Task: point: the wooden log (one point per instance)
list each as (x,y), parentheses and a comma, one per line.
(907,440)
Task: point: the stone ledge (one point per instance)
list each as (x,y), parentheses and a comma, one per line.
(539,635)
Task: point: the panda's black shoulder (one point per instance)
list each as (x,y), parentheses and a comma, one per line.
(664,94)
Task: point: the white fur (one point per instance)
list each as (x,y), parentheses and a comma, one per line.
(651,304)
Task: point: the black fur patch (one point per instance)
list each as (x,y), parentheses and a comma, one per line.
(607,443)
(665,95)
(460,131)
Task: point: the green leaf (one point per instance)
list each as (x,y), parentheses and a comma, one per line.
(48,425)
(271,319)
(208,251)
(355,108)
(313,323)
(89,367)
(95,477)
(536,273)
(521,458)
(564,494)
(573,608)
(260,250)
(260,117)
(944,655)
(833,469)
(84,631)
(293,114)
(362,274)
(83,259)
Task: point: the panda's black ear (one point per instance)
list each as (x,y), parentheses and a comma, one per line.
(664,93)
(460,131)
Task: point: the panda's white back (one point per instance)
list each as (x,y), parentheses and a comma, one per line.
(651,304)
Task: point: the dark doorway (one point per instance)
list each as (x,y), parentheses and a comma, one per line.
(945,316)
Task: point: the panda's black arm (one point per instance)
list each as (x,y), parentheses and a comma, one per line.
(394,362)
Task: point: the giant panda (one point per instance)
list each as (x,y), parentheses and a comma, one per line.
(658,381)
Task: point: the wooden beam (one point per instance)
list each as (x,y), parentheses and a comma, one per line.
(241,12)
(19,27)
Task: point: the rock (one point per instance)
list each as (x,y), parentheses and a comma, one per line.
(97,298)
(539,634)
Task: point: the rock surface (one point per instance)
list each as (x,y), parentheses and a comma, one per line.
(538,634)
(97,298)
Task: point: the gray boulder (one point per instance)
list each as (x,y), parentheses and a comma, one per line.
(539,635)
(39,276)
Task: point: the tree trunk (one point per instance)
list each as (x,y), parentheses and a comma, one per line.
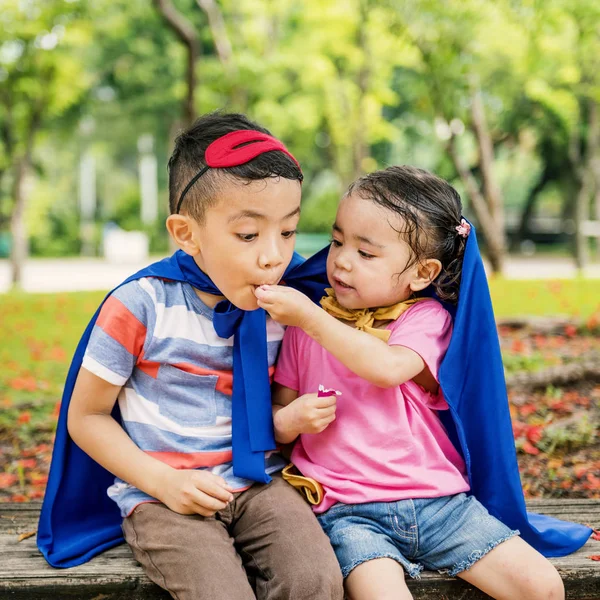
(586,177)
(224,49)
(18,252)
(187,34)
(360,148)
(494,241)
(530,207)
(491,190)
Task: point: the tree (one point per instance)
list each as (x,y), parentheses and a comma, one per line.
(43,80)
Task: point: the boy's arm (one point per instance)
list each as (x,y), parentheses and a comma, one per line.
(94,430)
(367,356)
(293,415)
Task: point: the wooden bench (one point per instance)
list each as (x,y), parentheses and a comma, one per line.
(114,575)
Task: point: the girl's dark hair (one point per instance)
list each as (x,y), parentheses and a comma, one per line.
(188,158)
(430,209)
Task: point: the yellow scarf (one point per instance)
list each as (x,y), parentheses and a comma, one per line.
(364,318)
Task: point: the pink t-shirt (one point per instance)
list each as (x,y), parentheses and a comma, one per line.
(385,444)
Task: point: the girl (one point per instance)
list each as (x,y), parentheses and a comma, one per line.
(394,488)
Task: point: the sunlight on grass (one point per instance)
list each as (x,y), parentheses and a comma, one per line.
(579,298)
(40,332)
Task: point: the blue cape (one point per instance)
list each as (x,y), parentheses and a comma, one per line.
(78,520)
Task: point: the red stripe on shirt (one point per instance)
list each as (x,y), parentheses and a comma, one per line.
(225,378)
(122,325)
(149,367)
(194,460)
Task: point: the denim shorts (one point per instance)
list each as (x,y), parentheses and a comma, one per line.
(447,534)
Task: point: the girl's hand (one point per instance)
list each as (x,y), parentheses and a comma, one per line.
(306,414)
(191,491)
(286,305)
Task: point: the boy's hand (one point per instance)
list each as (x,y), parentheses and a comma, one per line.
(306,414)
(286,305)
(189,491)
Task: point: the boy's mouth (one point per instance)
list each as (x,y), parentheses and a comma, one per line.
(341,284)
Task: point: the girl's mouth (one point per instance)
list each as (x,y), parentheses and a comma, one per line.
(342,285)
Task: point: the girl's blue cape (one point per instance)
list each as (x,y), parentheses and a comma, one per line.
(78,520)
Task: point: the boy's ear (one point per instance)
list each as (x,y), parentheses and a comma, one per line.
(425,273)
(181,231)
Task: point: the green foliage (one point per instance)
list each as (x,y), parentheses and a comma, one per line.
(349,86)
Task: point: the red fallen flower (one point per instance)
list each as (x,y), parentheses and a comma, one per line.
(7,479)
(534,433)
(24,417)
(530,449)
(28,463)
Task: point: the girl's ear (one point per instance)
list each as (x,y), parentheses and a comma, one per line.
(181,230)
(425,273)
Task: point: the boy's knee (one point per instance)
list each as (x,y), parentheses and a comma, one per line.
(323,583)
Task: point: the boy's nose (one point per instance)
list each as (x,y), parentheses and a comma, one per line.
(270,259)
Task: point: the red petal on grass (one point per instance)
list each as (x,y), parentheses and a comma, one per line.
(24,417)
(534,433)
(530,449)
(518,346)
(7,479)
(28,463)
(527,409)
(570,330)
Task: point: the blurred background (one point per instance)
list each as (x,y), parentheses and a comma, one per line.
(500,97)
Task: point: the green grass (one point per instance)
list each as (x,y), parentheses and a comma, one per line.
(39,333)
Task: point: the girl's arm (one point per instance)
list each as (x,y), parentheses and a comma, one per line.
(367,356)
(293,414)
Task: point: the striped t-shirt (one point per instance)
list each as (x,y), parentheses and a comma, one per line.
(156,339)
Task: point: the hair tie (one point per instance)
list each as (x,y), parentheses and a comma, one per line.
(464,228)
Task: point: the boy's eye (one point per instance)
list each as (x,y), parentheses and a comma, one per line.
(247,237)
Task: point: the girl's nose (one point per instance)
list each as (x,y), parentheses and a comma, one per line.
(343,262)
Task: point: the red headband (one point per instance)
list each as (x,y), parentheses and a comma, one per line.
(236,148)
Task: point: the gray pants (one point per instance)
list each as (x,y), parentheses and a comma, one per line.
(266,544)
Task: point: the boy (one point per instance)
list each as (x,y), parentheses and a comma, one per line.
(193,516)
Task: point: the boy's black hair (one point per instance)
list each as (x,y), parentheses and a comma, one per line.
(430,209)
(188,158)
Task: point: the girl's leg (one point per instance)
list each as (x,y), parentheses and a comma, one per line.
(513,570)
(377,579)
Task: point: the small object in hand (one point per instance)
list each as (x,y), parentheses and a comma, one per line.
(324,392)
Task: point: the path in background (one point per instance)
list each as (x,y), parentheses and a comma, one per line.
(81,274)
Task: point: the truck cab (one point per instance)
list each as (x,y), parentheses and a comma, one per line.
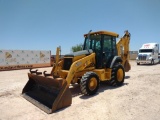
(148,54)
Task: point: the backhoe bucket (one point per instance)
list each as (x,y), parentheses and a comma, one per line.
(47,93)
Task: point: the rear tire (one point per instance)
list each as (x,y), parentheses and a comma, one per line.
(89,83)
(118,74)
(152,62)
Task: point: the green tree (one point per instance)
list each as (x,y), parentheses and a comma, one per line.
(76,48)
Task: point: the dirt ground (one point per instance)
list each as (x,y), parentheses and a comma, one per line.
(137,99)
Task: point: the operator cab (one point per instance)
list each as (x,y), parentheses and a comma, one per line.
(103,43)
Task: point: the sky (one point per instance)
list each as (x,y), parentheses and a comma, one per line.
(47,24)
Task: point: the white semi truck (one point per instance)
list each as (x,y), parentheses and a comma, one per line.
(148,54)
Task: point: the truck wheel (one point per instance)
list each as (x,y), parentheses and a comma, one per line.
(118,74)
(152,62)
(89,83)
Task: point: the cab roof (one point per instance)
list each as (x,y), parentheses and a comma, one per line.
(103,32)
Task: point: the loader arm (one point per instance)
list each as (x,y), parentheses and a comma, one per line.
(75,67)
(123,50)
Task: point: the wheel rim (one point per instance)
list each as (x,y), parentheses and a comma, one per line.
(92,84)
(120,75)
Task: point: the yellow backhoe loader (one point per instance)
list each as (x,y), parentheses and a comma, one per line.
(102,59)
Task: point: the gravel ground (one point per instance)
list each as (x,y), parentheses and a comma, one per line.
(137,99)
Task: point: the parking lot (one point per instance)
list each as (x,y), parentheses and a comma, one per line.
(137,99)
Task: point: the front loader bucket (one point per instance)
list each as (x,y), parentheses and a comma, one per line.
(47,93)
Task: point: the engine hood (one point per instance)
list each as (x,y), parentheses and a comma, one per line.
(83,52)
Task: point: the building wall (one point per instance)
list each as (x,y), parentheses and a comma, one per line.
(20,59)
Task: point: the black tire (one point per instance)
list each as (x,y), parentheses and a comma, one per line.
(118,74)
(138,63)
(152,62)
(89,83)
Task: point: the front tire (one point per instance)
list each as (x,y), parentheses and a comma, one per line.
(152,62)
(89,83)
(118,74)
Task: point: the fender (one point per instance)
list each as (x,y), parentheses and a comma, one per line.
(114,60)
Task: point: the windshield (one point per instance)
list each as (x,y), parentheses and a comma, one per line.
(145,50)
(94,42)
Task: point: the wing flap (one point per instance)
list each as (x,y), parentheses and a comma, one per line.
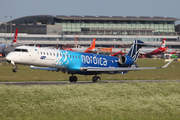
(44,68)
(111,69)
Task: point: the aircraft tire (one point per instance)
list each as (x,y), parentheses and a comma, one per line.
(14,70)
(94,79)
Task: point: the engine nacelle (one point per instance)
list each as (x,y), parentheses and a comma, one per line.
(126,60)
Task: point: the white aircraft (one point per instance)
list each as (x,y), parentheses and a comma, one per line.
(77,62)
(6,48)
(90,49)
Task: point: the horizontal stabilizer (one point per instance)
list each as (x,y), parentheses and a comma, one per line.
(167,64)
(120,69)
(43,68)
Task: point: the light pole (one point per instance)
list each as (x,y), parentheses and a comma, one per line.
(5,27)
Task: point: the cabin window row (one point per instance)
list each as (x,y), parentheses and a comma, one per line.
(53,54)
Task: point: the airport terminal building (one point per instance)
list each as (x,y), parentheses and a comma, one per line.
(109,31)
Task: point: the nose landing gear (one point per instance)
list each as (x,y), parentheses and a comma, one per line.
(15,67)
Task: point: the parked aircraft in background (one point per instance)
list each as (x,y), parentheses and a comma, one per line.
(6,48)
(86,50)
(77,62)
(154,51)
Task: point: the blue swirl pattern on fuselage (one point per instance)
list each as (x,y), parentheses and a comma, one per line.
(74,60)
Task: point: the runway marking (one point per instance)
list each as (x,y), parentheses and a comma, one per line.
(80,82)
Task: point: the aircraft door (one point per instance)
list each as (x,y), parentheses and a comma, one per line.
(33,54)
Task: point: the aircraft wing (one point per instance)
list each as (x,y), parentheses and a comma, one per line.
(111,69)
(43,68)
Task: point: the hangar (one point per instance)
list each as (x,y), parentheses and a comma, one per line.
(108,30)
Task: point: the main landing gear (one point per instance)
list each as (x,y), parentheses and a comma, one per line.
(15,67)
(96,79)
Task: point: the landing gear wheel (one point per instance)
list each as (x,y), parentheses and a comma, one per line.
(73,79)
(96,79)
(14,70)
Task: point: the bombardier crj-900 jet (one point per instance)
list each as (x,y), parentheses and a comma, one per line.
(86,50)
(77,62)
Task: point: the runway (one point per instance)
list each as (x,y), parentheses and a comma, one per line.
(80,82)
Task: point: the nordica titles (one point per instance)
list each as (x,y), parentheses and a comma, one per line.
(94,60)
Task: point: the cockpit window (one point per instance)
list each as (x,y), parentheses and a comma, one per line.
(24,50)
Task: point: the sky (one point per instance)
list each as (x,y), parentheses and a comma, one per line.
(149,8)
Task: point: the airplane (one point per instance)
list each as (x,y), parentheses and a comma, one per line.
(86,50)
(154,51)
(6,48)
(77,62)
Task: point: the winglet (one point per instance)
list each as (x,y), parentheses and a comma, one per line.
(15,36)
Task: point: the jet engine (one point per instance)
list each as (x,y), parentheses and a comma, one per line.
(126,60)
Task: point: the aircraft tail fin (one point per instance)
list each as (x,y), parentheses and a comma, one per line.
(134,50)
(15,36)
(92,46)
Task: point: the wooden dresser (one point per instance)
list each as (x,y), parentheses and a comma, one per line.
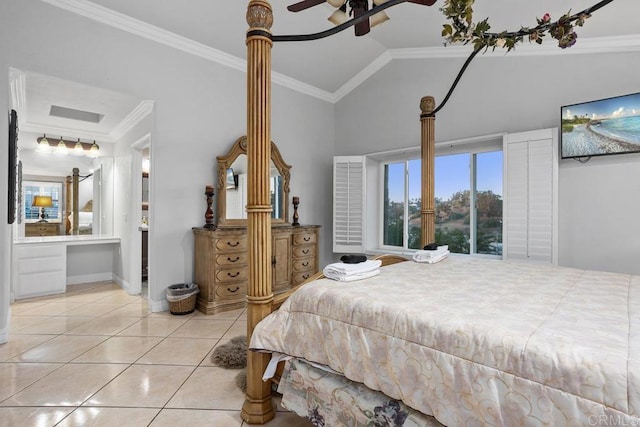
(32,229)
(221,263)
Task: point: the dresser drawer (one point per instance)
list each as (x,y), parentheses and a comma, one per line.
(230,259)
(304,251)
(231,275)
(40,229)
(306,264)
(231,291)
(305,238)
(232,244)
(301,277)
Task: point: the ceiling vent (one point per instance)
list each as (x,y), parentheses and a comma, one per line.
(70,113)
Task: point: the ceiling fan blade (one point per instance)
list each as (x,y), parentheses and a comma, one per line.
(363,27)
(423,2)
(304,4)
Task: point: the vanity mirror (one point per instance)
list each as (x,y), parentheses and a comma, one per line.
(232,186)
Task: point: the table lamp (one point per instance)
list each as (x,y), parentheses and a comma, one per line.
(42,202)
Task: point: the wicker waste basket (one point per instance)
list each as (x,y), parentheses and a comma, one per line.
(182,298)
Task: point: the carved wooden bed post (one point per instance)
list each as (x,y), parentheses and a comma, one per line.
(257,408)
(74,200)
(428,215)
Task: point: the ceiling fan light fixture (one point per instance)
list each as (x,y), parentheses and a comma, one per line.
(94,150)
(339,16)
(43,144)
(379,18)
(78,149)
(61,148)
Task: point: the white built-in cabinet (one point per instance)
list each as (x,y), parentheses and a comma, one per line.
(531,196)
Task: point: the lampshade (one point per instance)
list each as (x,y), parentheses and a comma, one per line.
(94,150)
(42,201)
(43,144)
(61,148)
(339,16)
(78,149)
(379,18)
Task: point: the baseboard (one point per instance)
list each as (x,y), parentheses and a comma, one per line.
(89,278)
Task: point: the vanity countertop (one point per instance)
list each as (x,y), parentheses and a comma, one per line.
(85,239)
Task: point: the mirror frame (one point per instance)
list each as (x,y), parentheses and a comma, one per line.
(225,162)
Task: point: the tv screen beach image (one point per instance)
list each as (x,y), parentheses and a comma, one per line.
++++++
● **TASK OBJECTIVE**:
Return the lines of the material above word for word, starting with the line containing "Task: point: the baseboard" and going on through the last line of the material.

● **EXERCISE RESPONSE**:
Task: point: the baseboard (one point per instance)
list each as (x,y), parentheses and a comma, one per line.
(89,278)
Task: point: the vanity countertop (one point per instance)
list each as (x,y), parentheses and a comma, one per line.
(85,239)
Task: point: the mirror frame (one point per instance)
list each as (x,y), parentheses and a comma, one per line.
(225,162)
Task: point: the tv screen beach image (one point per instance)
list each as (x,y), parentheses and a comma, one per line.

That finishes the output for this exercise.